**Instrução 1**. Reproduza palavra por palavra o trecho do texto sobre direito e tecnologia que vai de “Direito e tecnologia: tendências, desafios” até “tecnológico no Brasil.”.

**Texto para leitura**.
■ ■ ■ ■ ■

Direito e tecnologia: tendências, desafios e oportunidades em 2025
Temas como inteligência artificial, proteção de dados, propriedade intelectual e mercado de apostas estão no centro das discussões
O avanço tecnológico segue impulsionando mudanças significativas, exigindo adaptações constantes no campo jurídico e regulatório. Em 2025, temas como inteligência artificial (IA), proteção de dados e propriedade intelectual (PI) devem ganhar ainda mais relevância, com a aprovação de novos atos normativos e o aprofundamento de discussões em tribunais e órgãos reguladores. Este artigo oferece uma visão geral das principais tendências e desafios previstos para 2025, abordando como essas transformações podem impactar diferentes setores e contribuir para moldar o cenário jurídico e tecnológico no Brasil.
Tecnologia
Após anos de discussões, o final de 2024 trouxe importantes novidades sobre o uso de IA e o regime de responsabilização aplicável às plataformas no Brasil. Espera-se que o debate se intensifique ainda mais em 2025.
O Senado Federal aprovou, em 10 de dezembro de 2024, o Projeto de Lei nº 2.338/2023 que estabelece um marco regulatório nacional para o desenvolvimento, uso e governança de sistemas de IA no Brasil (o “Marco Legal da IA”).
O Marco Legal da IA define um conjunto de regras e direitos que visam proteger pessoas ou grupos afetados por sistemas de inteligência artificial, tais como, direito à informação, direito de revisão humana e classificação do sistema de IA com base em seu grau de risco. De acordo com a redação aprovada, o regime de responsabilização civil por danos ocasionados por essa tecnologia seguirá o do Código de Defesa do Consumidor ou do Código Civil, conforme aplicável. A versão aprovada do texto pelo Senado Federal seguirá para análise da Câmara dos Deputados e, em caso de aprovação, dependerá de posterior sanção presidencial para sua entrada em vigor.

■ ■ ■ ■ ■

**Instrução 2**. Cite, sem mudar nada, o trecho dos registros que vai da linha que contém “Task: Where can the harness” até a linha que contém “[[807, 720]]”, incluindo essas duas linhas.

■ ■ ■ ■ ■

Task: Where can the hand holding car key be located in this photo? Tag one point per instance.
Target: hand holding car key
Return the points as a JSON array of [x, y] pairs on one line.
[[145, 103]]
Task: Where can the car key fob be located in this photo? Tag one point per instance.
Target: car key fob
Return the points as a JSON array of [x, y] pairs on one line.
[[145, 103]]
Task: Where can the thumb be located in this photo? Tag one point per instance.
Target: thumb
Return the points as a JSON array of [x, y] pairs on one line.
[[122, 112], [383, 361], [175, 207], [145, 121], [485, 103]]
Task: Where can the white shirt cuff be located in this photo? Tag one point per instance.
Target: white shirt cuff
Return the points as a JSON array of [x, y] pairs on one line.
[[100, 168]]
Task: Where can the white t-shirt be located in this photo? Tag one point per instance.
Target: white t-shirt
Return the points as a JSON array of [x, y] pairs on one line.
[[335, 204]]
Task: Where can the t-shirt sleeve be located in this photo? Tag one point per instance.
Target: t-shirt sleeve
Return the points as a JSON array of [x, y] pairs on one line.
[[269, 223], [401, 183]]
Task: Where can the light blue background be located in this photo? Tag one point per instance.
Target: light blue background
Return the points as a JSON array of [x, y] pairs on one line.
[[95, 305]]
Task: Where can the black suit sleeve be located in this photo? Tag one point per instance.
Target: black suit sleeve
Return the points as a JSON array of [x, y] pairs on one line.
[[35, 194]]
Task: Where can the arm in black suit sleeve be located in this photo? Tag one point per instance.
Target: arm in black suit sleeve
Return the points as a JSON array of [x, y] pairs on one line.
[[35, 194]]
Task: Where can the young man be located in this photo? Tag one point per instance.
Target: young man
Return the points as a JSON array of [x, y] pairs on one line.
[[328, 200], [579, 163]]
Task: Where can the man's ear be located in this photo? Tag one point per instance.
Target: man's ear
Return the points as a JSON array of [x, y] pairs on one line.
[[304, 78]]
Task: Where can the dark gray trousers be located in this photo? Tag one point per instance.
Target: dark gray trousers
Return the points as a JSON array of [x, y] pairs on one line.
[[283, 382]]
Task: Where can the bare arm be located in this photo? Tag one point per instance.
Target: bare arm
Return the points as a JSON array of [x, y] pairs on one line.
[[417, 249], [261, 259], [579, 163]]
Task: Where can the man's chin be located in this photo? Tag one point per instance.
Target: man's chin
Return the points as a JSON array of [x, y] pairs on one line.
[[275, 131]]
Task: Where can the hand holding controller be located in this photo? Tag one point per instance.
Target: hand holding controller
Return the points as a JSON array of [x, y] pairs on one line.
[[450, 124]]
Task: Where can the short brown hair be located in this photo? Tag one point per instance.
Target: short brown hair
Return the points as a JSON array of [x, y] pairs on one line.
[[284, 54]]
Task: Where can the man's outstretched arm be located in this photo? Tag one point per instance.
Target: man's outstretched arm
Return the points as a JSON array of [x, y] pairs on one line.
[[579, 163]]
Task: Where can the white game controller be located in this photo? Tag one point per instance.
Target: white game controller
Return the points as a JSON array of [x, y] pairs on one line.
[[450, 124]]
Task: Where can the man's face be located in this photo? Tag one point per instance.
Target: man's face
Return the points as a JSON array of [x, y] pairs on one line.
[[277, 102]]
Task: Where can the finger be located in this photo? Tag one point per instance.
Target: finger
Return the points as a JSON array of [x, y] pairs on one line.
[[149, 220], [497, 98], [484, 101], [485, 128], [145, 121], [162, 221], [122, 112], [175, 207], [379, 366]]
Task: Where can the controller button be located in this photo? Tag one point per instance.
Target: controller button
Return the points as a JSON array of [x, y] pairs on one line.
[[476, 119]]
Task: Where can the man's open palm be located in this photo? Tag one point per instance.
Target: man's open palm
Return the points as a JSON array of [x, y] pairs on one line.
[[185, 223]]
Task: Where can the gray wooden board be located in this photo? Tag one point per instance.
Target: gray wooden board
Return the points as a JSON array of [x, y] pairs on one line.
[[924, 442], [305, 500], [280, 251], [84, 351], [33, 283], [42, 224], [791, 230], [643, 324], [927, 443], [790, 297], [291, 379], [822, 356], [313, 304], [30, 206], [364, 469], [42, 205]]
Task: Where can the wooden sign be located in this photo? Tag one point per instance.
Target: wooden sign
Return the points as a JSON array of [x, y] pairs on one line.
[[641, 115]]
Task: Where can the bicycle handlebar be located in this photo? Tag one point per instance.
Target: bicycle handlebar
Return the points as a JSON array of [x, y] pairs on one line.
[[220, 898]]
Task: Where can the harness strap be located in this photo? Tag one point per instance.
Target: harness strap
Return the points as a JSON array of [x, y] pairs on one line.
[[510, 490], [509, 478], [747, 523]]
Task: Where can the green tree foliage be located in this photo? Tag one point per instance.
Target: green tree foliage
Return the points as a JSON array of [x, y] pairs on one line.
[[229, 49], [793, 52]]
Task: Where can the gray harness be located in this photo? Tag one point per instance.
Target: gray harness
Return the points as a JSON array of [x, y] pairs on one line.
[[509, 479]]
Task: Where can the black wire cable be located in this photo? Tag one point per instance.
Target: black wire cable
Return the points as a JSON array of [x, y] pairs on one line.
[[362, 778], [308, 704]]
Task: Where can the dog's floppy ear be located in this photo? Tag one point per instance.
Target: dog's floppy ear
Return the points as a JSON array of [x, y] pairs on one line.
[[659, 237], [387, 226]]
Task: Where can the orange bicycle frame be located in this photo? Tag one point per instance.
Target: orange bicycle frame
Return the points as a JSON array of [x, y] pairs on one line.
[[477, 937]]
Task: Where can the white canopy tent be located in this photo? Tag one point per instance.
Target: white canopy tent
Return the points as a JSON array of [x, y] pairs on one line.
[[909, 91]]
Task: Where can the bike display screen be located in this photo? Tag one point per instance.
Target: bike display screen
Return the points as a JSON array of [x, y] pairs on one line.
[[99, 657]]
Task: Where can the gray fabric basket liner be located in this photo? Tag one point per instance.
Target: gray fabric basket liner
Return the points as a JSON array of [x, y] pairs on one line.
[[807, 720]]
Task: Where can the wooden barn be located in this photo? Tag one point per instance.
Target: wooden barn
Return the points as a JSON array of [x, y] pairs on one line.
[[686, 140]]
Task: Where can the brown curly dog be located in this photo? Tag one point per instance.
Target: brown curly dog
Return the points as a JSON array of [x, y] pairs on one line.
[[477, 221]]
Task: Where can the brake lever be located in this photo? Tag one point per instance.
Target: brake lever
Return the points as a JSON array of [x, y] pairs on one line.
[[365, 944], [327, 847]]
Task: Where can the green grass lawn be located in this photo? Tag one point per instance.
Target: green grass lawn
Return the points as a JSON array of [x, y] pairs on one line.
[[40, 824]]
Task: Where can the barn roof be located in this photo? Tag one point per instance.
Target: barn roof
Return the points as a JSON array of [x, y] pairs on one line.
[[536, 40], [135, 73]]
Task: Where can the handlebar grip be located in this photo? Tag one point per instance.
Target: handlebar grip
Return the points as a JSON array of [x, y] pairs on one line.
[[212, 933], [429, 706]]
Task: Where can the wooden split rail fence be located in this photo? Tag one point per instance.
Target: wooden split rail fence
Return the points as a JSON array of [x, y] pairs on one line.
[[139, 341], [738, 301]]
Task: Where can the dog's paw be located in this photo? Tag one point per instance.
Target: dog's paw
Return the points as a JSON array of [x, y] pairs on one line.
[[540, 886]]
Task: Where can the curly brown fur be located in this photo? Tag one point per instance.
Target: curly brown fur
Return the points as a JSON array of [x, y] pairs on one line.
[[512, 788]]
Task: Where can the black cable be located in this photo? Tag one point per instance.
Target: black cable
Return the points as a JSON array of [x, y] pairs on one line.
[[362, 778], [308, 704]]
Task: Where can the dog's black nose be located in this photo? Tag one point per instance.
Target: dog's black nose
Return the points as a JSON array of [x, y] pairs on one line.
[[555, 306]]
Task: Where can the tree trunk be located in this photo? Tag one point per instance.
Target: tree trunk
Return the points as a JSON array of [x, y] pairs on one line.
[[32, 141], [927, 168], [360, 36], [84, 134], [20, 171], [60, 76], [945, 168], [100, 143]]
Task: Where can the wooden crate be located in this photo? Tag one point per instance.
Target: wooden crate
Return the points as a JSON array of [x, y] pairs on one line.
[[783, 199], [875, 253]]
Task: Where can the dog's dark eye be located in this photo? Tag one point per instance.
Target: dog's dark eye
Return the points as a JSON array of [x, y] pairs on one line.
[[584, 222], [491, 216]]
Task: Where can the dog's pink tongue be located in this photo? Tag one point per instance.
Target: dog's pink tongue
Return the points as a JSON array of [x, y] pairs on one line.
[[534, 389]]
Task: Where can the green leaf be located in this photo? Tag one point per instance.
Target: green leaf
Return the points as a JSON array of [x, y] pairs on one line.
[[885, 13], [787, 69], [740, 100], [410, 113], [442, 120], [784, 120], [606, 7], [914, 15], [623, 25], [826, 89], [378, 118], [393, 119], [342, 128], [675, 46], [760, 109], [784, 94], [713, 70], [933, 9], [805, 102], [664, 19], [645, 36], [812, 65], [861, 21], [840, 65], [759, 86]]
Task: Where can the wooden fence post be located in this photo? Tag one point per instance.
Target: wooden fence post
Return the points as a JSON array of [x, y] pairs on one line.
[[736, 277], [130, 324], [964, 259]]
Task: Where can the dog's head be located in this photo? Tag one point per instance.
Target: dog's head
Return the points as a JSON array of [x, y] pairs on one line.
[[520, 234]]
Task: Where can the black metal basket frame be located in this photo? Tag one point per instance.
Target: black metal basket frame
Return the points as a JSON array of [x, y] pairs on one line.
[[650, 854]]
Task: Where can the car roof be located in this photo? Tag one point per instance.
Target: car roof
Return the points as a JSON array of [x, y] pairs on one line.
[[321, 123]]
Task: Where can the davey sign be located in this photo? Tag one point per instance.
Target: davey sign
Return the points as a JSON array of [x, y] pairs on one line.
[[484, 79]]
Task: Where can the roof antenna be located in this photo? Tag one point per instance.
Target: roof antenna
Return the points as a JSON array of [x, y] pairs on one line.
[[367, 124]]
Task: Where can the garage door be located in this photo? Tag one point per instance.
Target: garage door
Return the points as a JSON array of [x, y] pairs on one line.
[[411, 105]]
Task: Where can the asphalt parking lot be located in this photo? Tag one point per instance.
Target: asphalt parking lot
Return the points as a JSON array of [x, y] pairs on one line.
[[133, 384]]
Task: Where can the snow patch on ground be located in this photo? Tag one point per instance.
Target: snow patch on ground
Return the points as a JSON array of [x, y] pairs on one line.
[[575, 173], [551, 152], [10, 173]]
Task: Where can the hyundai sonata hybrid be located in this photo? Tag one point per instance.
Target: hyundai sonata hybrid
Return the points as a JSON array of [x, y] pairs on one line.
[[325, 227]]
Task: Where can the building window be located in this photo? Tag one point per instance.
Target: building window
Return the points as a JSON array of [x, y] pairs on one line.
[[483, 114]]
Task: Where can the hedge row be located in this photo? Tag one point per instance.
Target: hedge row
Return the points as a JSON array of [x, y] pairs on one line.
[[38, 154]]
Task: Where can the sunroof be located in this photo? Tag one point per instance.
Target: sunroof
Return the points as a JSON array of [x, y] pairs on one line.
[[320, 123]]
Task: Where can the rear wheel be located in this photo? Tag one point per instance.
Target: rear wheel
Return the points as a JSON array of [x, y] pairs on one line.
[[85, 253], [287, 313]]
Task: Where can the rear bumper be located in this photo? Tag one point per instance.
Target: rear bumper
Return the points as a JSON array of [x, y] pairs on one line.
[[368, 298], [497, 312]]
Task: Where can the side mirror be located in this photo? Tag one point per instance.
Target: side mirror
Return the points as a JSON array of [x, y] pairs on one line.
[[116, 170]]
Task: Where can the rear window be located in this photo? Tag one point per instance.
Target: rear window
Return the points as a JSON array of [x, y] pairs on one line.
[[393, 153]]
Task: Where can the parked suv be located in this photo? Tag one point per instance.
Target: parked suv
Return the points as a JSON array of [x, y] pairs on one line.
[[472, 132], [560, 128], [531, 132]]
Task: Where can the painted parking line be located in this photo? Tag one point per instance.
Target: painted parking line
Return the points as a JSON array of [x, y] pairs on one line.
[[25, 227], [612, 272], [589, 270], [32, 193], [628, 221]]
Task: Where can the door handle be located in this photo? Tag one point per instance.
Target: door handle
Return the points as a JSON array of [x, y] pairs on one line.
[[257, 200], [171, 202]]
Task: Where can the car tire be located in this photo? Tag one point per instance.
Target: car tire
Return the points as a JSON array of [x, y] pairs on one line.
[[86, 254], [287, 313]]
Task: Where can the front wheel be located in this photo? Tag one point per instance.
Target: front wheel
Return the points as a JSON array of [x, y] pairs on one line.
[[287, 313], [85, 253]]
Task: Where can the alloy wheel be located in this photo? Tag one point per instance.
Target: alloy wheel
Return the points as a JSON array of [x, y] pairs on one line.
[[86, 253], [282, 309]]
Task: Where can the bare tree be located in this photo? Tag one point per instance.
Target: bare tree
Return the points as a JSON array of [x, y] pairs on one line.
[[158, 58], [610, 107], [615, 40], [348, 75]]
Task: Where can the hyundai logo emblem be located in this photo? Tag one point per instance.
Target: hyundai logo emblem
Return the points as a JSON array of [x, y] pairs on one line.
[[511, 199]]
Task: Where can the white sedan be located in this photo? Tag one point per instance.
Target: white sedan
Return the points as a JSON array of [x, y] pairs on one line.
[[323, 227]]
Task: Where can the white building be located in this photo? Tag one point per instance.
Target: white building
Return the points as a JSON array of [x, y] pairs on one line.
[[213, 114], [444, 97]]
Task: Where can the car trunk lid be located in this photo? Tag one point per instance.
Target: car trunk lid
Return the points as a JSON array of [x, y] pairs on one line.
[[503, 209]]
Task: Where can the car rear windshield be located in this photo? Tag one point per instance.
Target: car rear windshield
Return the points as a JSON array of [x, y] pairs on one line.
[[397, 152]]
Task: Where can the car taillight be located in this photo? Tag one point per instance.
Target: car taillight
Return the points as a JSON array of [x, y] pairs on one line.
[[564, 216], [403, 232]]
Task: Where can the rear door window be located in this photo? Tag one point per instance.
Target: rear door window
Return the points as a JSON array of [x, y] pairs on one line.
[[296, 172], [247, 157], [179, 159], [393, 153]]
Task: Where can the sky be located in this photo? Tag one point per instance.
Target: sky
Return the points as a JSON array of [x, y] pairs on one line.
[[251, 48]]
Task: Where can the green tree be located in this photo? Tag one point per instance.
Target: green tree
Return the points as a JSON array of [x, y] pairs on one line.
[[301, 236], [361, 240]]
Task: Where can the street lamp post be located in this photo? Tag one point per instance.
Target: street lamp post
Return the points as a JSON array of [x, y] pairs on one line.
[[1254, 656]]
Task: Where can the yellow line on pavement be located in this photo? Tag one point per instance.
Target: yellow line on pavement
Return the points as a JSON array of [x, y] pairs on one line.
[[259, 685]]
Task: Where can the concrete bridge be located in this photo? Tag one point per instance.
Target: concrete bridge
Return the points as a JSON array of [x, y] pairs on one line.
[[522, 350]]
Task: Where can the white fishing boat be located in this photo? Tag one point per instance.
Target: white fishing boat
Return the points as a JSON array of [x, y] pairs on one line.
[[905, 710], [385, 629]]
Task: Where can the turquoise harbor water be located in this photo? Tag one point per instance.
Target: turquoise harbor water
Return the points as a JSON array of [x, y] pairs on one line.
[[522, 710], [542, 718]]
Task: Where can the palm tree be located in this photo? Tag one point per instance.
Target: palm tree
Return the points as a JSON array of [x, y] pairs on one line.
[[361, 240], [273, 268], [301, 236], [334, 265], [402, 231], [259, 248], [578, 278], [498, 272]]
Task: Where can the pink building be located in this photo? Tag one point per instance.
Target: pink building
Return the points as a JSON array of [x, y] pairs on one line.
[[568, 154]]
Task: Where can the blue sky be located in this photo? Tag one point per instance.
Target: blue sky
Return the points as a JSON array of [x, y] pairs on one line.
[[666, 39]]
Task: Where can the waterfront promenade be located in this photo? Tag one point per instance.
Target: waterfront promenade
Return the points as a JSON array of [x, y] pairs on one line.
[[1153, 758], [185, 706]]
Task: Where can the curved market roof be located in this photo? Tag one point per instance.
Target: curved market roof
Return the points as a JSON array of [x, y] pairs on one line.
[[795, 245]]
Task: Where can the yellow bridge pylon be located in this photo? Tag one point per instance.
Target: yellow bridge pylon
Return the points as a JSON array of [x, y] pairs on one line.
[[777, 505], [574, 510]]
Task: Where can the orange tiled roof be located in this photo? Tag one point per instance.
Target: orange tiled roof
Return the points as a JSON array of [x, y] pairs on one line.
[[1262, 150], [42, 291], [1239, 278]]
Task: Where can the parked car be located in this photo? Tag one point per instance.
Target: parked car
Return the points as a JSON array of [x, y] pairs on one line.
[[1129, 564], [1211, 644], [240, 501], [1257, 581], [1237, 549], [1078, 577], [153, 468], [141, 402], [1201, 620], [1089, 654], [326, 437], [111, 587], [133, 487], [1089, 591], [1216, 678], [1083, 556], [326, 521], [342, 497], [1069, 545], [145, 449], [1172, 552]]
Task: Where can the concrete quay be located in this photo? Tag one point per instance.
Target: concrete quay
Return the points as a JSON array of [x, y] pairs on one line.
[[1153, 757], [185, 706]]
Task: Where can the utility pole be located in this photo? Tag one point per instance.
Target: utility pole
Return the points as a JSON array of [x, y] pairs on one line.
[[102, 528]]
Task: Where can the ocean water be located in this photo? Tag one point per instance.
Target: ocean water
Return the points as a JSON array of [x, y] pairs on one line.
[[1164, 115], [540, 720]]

■ ■ ■ ■ ■

**Resposta da tarefa 1**.
Direito e tecnologia: tendências, desafios e oportunidades em 2025
Temas como inteligência artificial, proteção de dados, propriedade intelectual e mercado de apostas estão no centro das discussões
O avanço tecnológico segue impulsionando mudanças significativas, exigindo adaptações constantes no campo jurídico e regulatório. Em 2025, temas como inteligência artificial (IA), proteção de dados e propriedade intelectual (PI) devem ganhar ainda mais relevância, com a aprovação de novos atos normativos e o aprofundamento de discussões em tribunais e órgãos reguladores. Este artigo oferece uma visão geral das principais tendências e desafios previstos para 2025, abordando como essas transformações podem impactar diferentes setores e contribuir para moldar o cenário jurídico e tecnológico no Brasil.

**Resposta da tarefa 2**.
Task: Where can the harness strap be located in this photo? Tag one point per instance.
Target: harness strap
Return the points as a JSON array of [x, y] pairs on one line.
[[510, 490], [509, 478], [747, 523]]
Task: Where can the green tree foliage be located in this photo? Tag one point per instance.
Target: green tree foliage
Return the points as a JSON array of [x, y] pairs on one line.
[[229, 49], [793, 52]]
Task: Where can the gray harness be located in this photo? Tag one point per instance.
Target: gray harness
Return the points as a JSON array of [x, y] pairs on one line.
[[509, 479]]
Task: Where can the black wire cable be located in this photo? Tag one point per instance.
Target: black wire cable
Return the points as a JSON array of [x, y] pairs on one line.
[[362, 778], [308, 704]]
Task: Where can the dog's floppy ear be located in this photo? Tag one point per instance.
Target: dog's floppy ear
Return the points as a JSON array of [x, y] pairs on one line.
[[659, 237], [387, 226]]
Task: Where can the orange bicycle frame be located in this photo? Tag one point per instance.
Target: orange bicycle frame
Return the points as a JSON array of [x, y] pairs on one line.
[[477, 937]]
Task: Where can the white canopy tent be located in this photo? Tag one point per instance.
Target: white canopy tent
Return the points as a JSON array of [x, y] pairs on one line.
[[909, 91]]
Task: Where can the bike display screen be located in this photo? Tag one point per instance.
Target: bike display screen
Return the points as a JSON array of [x, y] pairs on one line.
[[99, 657]]
Task: Where can the gray fabric basket liner be located in this photo? Tag one point per instance.
Target: gray fabric basket liner
Return the points as a JSON array of [x, y] pairs on one line.
[[807, 720]]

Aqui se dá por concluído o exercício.